* Vorgegebener Text *
Prominenter Besuch in der Clinica Mobile: Mick Doohan und Kenny Roberts, Foto: Clinica Mobile
Prominenter Besuch in der Clinica Mobile: Mick Doohan und Kenny Roberts, Foto: Clinica Mobile

Dass die Clinica Mobile nun bereits seit vier Jahrzehnten mit der Motorrad-Weltmeisterschaft um den Planeten reist, gibt den Medizinern in ihren Entscheidungen und ihrer Arbeit Recht. Sie ist zu einem fixen Bestandteil der MotoGP geworden, der mittlerweile auch von Promoter Dorna und der Teamvereinigung finanziell unterstützt wird, wenn auch nur in geringem Ausmaß. Den Großteil des Budgets bringt die Clinica Mobile über Sponsoren auf, die überwiegend selbst aus dem Bereich der Motorradsicherheit kommen, also etwa Helm- oder Lederkombihersteller.

* Gesammelte Daten *
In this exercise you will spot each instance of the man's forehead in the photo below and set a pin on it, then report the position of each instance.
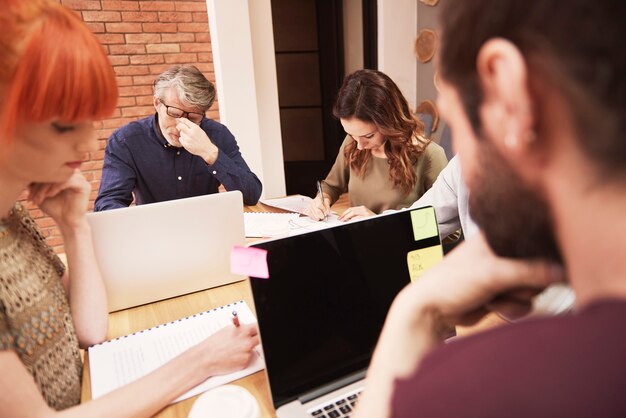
(172, 98)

* Deine Aufgaben *
1: Beantworte zum Text über die Clinica Mobile diese Fragen:
(a) Wer ist auf dem Foto als prominenter Besuch genannt?
(b) Seit wie langer Zeit reist die Clinica Mobile schon mit der Motorrad-Weltmeisterschaft?
(c) Aus welchem Bereich kommen die meisten Sponsoren?
2: Gib aus dem Text über die Clinica Mobile den Teil wörtlich aus, der mit den Worten „Dass die Clinica“ anfängt und mit „Helm- oder Lederkombihersteller.“ aufhört.

* Erwartete Antworten *
1:
(a) Mick Doohan und Kenny Roberts
(b) Seit vier Jahrzehnten
(c) Aus dem Bereich der Motorradsicherheit, also etwa Helm- oder Lederkombihersteller

2:
Dass die Clinica Mobile nun bereits seit vier Jahrzehnten mit der Motorrad-Weltmeisterschaft um den Planeten reist, gibt den Medizinern in ihren Entscheidungen und ihrer Arbeit Recht. Sie ist zu einem fixen Bestandteil der MotoGP geworden, der mittlerweile auch von Promoter Dorna und der Teamvereinigung finanziell unterstützt wird, wenn auch nur in geringem Ausmaß. Den Großteil des Budgets bringt die Clinica Mobile über Sponsoren auf, die überwiegend selbst aus dem Bereich der Motorradsicherheit kommen, also etwa Helm- oder Lederkombihersteller.